Stored items
****************

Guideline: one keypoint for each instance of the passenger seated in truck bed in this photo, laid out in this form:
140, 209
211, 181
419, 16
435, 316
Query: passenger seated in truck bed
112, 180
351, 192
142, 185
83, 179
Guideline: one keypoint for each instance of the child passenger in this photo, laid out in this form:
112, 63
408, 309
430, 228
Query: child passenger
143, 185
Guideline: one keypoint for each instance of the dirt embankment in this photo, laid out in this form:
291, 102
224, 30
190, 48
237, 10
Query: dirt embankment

****************

▶ _TASK DETAILS_
Lay out all the data above as a Markdown table with two columns, Row and Line. Number each row and leave out any blank lines.

▶ _ANSWER TO THIS EXERCISE_
| Row | Line |
|---|---|
| 1 | Guideline: one keypoint for each instance of the passenger seated in truck bed in this photo, laid out in this form: |
| 2 | 140, 209 |
| 3 | 211, 181 |
| 4 | 419, 16 |
| 5 | 435, 316 |
| 6 | Query: passenger seated in truck bed |
| 7 | 112, 180 |
| 8 | 351, 192 |
| 9 | 142, 185 |
| 10 | 83, 179 |
| 11 | Guideline: one keypoint for each instance of the child passenger in this photo, laid out in this form: |
| 12 | 112, 63 |
| 13 | 408, 309 |
| 14 | 430, 228 |
| 15 | Query: child passenger |
| 16 | 143, 185 |
| 17 | Guideline: one keypoint for each instance of the dirt embankment in this photo, laid out in this form: |
| 18 | 291, 102 |
| 19 | 224, 30 |
| 20 | 190, 48 |
| 21 | 237, 10 |
| 22 | Query: dirt embankment |